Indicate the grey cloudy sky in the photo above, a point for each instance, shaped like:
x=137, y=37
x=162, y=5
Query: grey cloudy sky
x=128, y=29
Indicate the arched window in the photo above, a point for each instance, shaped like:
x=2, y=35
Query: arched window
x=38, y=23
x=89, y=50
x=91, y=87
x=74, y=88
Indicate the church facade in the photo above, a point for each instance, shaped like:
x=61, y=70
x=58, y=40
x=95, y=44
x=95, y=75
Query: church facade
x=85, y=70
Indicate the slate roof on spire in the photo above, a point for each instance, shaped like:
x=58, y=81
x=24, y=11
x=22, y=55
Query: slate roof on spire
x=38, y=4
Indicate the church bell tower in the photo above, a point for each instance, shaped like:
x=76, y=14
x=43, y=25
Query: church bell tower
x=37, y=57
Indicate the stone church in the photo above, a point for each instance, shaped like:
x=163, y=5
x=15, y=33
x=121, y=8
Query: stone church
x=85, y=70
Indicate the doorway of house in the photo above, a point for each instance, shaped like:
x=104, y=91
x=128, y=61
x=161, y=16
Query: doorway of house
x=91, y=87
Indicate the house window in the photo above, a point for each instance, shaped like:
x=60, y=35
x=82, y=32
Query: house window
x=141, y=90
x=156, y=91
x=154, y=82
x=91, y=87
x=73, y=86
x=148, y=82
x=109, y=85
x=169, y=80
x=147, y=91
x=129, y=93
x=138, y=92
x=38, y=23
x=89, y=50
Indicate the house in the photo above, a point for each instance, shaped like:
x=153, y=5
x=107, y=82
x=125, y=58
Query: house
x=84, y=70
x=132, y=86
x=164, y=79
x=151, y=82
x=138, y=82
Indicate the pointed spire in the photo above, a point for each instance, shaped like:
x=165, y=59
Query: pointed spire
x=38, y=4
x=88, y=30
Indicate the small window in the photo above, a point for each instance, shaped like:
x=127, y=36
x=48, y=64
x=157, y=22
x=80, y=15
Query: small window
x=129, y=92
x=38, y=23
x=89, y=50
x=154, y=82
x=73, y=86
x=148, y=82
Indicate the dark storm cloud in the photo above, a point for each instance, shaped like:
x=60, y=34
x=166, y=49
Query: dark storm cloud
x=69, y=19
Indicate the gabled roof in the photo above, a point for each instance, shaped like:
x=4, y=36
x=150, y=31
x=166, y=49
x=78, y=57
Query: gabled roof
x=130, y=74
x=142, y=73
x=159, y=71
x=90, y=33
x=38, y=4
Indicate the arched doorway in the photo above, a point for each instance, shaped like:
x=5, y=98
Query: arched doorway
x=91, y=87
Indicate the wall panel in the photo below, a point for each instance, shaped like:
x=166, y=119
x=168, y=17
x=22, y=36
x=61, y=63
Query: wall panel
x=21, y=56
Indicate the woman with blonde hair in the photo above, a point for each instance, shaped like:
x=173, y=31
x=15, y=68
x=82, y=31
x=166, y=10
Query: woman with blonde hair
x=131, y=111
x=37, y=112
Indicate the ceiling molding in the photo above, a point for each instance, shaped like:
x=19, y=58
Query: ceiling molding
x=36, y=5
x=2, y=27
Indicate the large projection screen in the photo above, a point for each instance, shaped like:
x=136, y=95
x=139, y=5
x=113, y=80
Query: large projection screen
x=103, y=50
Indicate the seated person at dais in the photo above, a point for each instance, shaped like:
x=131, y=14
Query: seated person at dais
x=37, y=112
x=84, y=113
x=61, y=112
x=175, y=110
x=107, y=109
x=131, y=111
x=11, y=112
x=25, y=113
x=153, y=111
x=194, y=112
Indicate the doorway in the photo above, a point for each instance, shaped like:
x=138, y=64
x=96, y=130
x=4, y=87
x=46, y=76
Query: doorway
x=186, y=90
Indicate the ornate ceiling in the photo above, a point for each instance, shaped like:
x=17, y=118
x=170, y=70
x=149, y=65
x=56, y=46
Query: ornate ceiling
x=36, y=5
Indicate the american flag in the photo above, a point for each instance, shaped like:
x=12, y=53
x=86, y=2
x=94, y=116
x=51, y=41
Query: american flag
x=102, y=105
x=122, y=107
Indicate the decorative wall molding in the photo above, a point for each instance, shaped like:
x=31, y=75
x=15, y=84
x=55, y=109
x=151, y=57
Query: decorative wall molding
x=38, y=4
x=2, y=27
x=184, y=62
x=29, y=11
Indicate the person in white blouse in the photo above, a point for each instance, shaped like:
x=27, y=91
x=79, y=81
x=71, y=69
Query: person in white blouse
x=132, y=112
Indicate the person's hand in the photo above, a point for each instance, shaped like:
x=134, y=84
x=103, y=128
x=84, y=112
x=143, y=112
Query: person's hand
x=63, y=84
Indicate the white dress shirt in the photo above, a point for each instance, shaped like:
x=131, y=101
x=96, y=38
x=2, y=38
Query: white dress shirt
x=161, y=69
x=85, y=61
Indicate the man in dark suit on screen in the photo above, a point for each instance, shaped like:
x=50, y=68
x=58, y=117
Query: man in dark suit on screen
━━━━━━━━
## What to produce
Can you quote all of the items above verbatim, from the first to the last?

## Answer to this problem
Indicate the grey cloudy sky in the photo above, a point for each instance, shaped like:
x=137, y=37
x=162, y=5
Query: grey cloudy sky
x=128, y=29
Indicate the arched window in the photo above, a point for each instance, shaped like:
x=2, y=35
Query: arched window
x=38, y=23
x=89, y=50
x=91, y=87
x=74, y=88
Indicate the church facade in the photo above, a point for each instance, shaped like:
x=61, y=70
x=58, y=40
x=95, y=44
x=95, y=75
Query: church facade
x=85, y=70
Indicate the slate roof on spire in the photo above, a point for each instance, shaped like:
x=58, y=81
x=24, y=11
x=22, y=55
Query: slate roof on spire
x=38, y=4
Indicate the church bell tower in the photo above, a point for each instance, shaped like:
x=76, y=14
x=43, y=25
Query: church bell tower
x=37, y=57
Indicate the stone church in the photo above, a point for each instance, shaped like:
x=163, y=5
x=15, y=33
x=121, y=8
Query: stone church
x=85, y=70
Indicate the doorway of house in the photo above, a point for each instance, shaped like:
x=104, y=91
x=128, y=61
x=161, y=16
Query: doorway of house
x=91, y=87
Indicate the house window in the photo above, a point for each instance, shaped like:
x=60, y=35
x=82, y=32
Query: house window
x=141, y=90
x=156, y=91
x=154, y=82
x=91, y=87
x=73, y=86
x=148, y=82
x=109, y=85
x=169, y=80
x=147, y=91
x=129, y=93
x=138, y=92
x=38, y=23
x=89, y=50
Indicate the house in the photo above, a point for each instance, shaped like:
x=153, y=5
x=107, y=82
x=125, y=58
Query: house
x=84, y=70
x=132, y=86
x=164, y=79
x=151, y=82
x=138, y=82
Indicate the pointed spire in the photo above, a point for each instance, shaped like:
x=165, y=59
Query: pointed spire
x=38, y=4
x=88, y=30
Indicate the small window in the photo above, a point for each instance, shaped like:
x=127, y=36
x=48, y=64
x=157, y=22
x=80, y=15
Query: small window
x=129, y=92
x=38, y=23
x=89, y=50
x=154, y=82
x=73, y=86
x=148, y=82
Indicate the dark storm cloud in the photo above, a point for each instance, shaped like:
x=60, y=34
x=166, y=49
Query: dark storm cloud
x=69, y=19
Indicate the gabled roof in the photo above, a point for each instance, shaped like:
x=4, y=36
x=150, y=31
x=166, y=49
x=78, y=57
Query: gabled roof
x=130, y=74
x=142, y=73
x=159, y=71
x=90, y=33
x=38, y=4
Indicate the arched doorway in the photo above, a point for each instance, shaped like:
x=5, y=98
Query: arched doorway
x=91, y=87
Indicate the wall panel in the photo below, a point for each instance, shaped like:
x=166, y=119
x=168, y=17
x=22, y=36
x=61, y=63
Query: wall panel
x=21, y=56
Indicate the woman with blonde hair in the photo above, a point for each instance, shaped like:
x=173, y=31
x=15, y=68
x=82, y=31
x=166, y=10
Query: woman with blonde hair
x=131, y=111
x=37, y=112
Indicate the ceiling molding in the photo above, a point for each instance, shaped like:
x=19, y=58
Query: ceiling molding
x=36, y=5
x=2, y=27
Indicate the large projection screen in the photo above, a point for each instance, shaped like:
x=136, y=95
x=139, y=5
x=113, y=80
Query: large projection screen
x=103, y=50
Indicate the seated person at dais in the photo above, a point for each instance, shaped like:
x=131, y=14
Query: seated person at dais
x=37, y=112
x=84, y=113
x=61, y=112
x=175, y=110
x=107, y=109
x=131, y=111
x=11, y=112
x=25, y=113
x=153, y=111
x=194, y=112
Indicate the doorway in the photo above, a point for each instance, shaped like:
x=138, y=64
x=96, y=130
x=4, y=87
x=46, y=76
Query: doorway
x=186, y=90
Indicate the ornate ceiling in the photo above, a point for each instance, shaped like:
x=17, y=118
x=170, y=70
x=149, y=65
x=56, y=46
Query: ornate ceiling
x=36, y=5
Indicate the american flag in the photo above, a point for each instance, shaped like:
x=12, y=53
x=86, y=2
x=94, y=116
x=51, y=41
Query: american flag
x=102, y=105
x=122, y=107
Indicate the decorative wall molding in the photo above, a point for each instance, shaped like:
x=31, y=75
x=15, y=84
x=55, y=109
x=151, y=57
Query: decorative wall molding
x=38, y=4
x=2, y=27
x=184, y=62
x=29, y=11
Indicate the person in white blouse in the photo above, a point for each instance, shaped like:
x=27, y=91
x=79, y=81
x=71, y=69
Query: person in white blouse
x=132, y=112
Indicate the person's hand in the photo above, a point for each instance, shaped like:
x=134, y=84
x=103, y=128
x=84, y=112
x=143, y=112
Query: person's hand
x=63, y=84
Indicate the white dress shirt in the photo above, a point for each instance, shaped like:
x=131, y=101
x=96, y=38
x=2, y=38
Query: white dress shirt
x=161, y=69
x=85, y=61
Indicate the man in dark suit on screen in the photo above, a point for each instance, shaped like:
x=50, y=68
x=58, y=117
Query: man in dark suit on screen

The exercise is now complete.